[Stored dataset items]
-*-

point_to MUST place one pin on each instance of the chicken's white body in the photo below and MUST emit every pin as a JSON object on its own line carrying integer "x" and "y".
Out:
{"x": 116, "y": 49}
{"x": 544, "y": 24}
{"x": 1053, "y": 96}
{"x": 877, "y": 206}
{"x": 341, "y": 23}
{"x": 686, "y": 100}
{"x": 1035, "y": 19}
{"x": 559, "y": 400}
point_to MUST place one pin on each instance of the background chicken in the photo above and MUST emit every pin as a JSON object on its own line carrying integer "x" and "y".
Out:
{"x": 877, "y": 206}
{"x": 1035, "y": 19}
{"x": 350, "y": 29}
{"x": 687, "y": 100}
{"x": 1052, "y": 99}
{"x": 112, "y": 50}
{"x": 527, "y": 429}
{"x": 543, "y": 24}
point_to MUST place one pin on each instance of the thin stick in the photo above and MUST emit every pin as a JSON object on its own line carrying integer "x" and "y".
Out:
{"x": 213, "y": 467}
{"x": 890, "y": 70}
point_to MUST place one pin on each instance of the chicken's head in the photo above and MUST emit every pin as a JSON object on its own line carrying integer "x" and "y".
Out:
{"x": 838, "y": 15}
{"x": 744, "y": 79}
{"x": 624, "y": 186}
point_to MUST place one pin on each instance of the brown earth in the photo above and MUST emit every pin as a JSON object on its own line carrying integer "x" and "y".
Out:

-*-

▶ **The problem**: Could you copy every record above exactly as written?

▶ **Solution for this task**:
point_to MUST place one pin on each instance of the chicken's white body in the photo below and MUST emit every pin as a JSON object on its own line carrying integer "x" and "y".
Out:
{"x": 116, "y": 49}
{"x": 544, "y": 24}
{"x": 1053, "y": 96}
{"x": 877, "y": 206}
{"x": 341, "y": 23}
{"x": 686, "y": 100}
{"x": 1035, "y": 19}
{"x": 559, "y": 400}
point_to MUST place one pin on each instance of the background chicken in the photo above and MUST emit every pin as a JSON object on its own line carrying integer "x" and "y".
Out:
{"x": 877, "y": 206}
{"x": 1035, "y": 19}
{"x": 350, "y": 29}
{"x": 687, "y": 100}
{"x": 1052, "y": 99}
{"x": 112, "y": 50}
{"x": 527, "y": 429}
{"x": 543, "y": 24}
point_to MUST place one pin on each instance of the thin stick in the photo above and MUST emit every pin as a JSON object on its own line carrying integer "x" and "y".
Out:
{"x": 213, "y": 467}
{"x": 890, "y": 70}
point_to MUST place one pin on each instance of the chicken's head in the photo above and MUST emit every pin as a JSON object on its own line carrying integer "x" and "y".
Out:
{"x": 838, "y": 15}
{"x": 744, "y": 79}
{"x": 624, "y": 186}
point_to MUST place one pin on each instance of the brown earth in the photo above and MUST emit every pin as a JSON object on its own line carrying integer "x" and "y".
Out:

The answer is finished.